● 本文:

——

前作ではカンヌで審査員賞も取っているらしいが、 ノーチェックの監督だった。 本作も去年公開されているというのにDVDになって知った。 巡り合わせの悪いラインがあるようだ。 それはさておき、 なかなかの力作で "何かがおかしい" 感じはするものの面白かった。
何かがおかしい、 とは劇中の主人公の口癖だが、 自分が感じたのは、 このグラムロックのなれの果てのようなキャラ、 しかもそれをショーン・ペン? さらに今どきデビッド・バーンの登場と主題歌。 舞台はアイルランドからアメリカへ移りロードムービーとなるのだが、 アメリカ資本は入っていない。 言わばヴィム・ヴェンダースのような外側からのロック・ヒストリーがあるせいだろう。 日本における洋楽の摂取のしかたがアメリカやイギリス本国での捉えられ方と多少、 あるいは大きく違うように。

——

● 提示された記録:

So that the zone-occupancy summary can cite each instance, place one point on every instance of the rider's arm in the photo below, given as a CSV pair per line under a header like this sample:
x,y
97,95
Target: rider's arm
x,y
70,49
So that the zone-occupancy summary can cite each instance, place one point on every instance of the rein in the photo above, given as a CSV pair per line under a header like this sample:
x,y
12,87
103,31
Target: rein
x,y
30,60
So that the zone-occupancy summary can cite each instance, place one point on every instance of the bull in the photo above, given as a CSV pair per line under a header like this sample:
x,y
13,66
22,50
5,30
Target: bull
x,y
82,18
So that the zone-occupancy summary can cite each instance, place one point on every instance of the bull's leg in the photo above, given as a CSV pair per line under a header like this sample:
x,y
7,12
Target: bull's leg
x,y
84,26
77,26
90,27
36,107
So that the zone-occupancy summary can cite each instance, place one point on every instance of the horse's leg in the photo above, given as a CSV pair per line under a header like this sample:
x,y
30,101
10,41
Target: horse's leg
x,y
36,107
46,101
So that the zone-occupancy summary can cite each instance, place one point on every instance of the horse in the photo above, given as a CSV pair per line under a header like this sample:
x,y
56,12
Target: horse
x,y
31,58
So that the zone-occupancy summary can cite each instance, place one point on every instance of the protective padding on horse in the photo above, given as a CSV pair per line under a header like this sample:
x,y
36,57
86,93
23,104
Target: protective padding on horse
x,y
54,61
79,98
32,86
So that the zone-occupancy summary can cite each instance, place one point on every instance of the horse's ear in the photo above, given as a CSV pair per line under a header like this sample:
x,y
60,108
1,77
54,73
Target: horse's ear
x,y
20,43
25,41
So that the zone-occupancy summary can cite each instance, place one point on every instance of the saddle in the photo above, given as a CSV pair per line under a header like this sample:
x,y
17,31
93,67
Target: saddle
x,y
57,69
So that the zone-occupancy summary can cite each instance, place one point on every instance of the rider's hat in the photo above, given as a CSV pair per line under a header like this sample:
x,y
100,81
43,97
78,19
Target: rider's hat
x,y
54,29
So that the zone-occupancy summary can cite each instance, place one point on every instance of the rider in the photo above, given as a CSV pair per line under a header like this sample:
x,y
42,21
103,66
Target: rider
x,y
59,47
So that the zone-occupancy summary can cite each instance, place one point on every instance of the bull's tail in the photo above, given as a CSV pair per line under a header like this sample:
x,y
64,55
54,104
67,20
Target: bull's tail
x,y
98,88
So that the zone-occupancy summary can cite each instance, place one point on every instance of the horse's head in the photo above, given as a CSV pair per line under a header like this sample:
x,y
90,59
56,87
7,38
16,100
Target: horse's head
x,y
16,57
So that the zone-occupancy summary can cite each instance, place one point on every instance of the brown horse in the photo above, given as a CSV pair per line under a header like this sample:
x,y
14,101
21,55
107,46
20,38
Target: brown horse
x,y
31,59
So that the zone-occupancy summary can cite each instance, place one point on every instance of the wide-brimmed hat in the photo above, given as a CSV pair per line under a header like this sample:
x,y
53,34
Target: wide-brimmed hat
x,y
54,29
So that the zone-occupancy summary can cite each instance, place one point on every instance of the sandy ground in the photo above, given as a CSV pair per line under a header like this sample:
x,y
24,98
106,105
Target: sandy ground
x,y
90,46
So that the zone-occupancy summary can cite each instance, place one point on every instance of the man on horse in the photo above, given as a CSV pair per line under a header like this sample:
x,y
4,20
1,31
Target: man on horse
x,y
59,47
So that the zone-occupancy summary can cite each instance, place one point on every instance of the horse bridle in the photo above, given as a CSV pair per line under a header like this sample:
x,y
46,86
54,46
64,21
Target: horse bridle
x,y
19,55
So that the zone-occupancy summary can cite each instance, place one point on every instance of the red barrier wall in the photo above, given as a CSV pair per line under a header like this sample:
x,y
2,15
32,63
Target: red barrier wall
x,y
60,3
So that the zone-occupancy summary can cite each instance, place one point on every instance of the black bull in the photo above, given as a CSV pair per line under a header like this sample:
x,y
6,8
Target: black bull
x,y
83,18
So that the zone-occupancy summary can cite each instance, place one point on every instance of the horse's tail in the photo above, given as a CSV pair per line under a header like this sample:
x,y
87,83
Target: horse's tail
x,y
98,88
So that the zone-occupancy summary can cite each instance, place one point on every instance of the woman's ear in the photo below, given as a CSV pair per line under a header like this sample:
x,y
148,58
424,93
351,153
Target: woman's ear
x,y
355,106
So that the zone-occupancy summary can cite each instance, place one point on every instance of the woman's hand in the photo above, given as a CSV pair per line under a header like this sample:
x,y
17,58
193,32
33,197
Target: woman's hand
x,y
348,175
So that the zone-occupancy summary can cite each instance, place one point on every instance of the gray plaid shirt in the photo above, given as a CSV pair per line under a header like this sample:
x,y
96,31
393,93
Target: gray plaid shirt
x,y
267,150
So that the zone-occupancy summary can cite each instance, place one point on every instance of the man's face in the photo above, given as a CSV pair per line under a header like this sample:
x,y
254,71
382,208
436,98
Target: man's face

——

● 課題:
#1 映画評について、次の問いに答えてください。
(a) 筆者は本作をどの時点で知ったか。
(b) 「何かがおかしい」は誰の口癖か。
(c) 物語の舞台はどこからどこへ移るか。
#2 映画評の続きを、最後の文の後から書き継いでください。
記録はここでは使いません。

● 解答:
#1
(a) DVDになってから知った。
(b) 劇中の主人公の口癖である。
(c) アイルランドからアメリカへ移る。

#2
それはさておき、 まったくの予備知識なしに見たので、 読めない展開に引き込まれ、 まさかナチの残党狩りになろうとは予想もせず、 しかもそれがロードムービーで、 老いたポップスターの人間的成長と重ねあわせられているとは少なからずショックを受けた。 そこではタバコがまだ大人っぽくカッコいいものであり、 CISCOの株を持っているうちは死ねないのだ^ ^
アメリカの田舎町のダイナーも、 どこか旅行者の視点があって旅行してきた気分にさせられるが、 しいて言えば街々でのエピソードをさっと捨ててしまうもったいなさがある。 タイトルも予定調和的すぎて、 総じてオフトレンドな雰囲気とともに見落とされがちな映画となっている。 マイペースでコマーシャリズムに欠けるのだろう。
前作のカンヌでの審査委員長がショーン・ペンで、 監督とはそのときからのつきあいとのこと。 審査員をしながら営業もするペンではあるが、 ここでの抑えめな演技は美輪明宏っぽくあるものの印象的だった^ ^




きっと ここが帰る場所 (2011イタリア・フランス・アイルランド)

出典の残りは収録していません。